- WORK INSTRUCTIONS
Using the data below, copy each line that includes the word "rough".

- DATA RECORDS
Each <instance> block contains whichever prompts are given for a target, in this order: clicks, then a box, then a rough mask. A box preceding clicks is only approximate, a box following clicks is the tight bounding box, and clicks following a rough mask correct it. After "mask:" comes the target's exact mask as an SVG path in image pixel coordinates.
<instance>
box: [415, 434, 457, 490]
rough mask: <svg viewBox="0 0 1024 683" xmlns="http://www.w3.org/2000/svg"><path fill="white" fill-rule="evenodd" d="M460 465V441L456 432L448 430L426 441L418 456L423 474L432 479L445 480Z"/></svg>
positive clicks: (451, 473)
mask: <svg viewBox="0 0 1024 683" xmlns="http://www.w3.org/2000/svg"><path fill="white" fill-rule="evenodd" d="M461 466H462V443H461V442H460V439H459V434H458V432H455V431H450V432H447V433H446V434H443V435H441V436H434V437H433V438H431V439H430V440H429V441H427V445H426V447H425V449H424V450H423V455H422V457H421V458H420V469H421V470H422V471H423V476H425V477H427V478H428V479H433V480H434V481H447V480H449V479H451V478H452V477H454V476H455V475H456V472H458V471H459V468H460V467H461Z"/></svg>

---

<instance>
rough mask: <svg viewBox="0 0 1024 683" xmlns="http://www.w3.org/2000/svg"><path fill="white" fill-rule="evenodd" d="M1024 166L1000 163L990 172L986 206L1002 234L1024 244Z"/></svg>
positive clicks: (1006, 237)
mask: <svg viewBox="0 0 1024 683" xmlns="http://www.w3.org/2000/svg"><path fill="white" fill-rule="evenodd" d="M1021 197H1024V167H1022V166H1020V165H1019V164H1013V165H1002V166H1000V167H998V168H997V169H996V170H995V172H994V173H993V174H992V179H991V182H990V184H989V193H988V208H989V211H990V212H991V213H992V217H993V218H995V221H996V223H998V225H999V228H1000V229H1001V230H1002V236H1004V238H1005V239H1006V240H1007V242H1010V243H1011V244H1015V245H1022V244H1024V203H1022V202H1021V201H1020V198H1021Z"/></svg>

- WRITTEN ANSWER
Each <instance> block contains whichever prompts are given for a target, in this order: clicks, then a box, then a rough mask. A box preceding clicks is only approximate, a box following clicks is the tight bounding box, and clicks following a rough mask correct it. After "mask:" comes the target's exact mask as an SVG path in image pixel coordinates.
rough mask: <svg viewBox="0 0 1024 683" xmlns="http://www.w3.org/2000/svg"><path fill="white" fill-rule="evenodd" d="M460 465V441L456 432L448 430L426 441L418 456L423 474L432 479L445 480Z"/></svg>
rough mask: <svg viewBox="0 0 1024 683" xmlns="http://www.w3.org/2000/svg"><path fill="white" fill-rule="evenodd" d="M1024 166L1000 163L990 172L986 206L1002 234L1024 244Z"/></svg>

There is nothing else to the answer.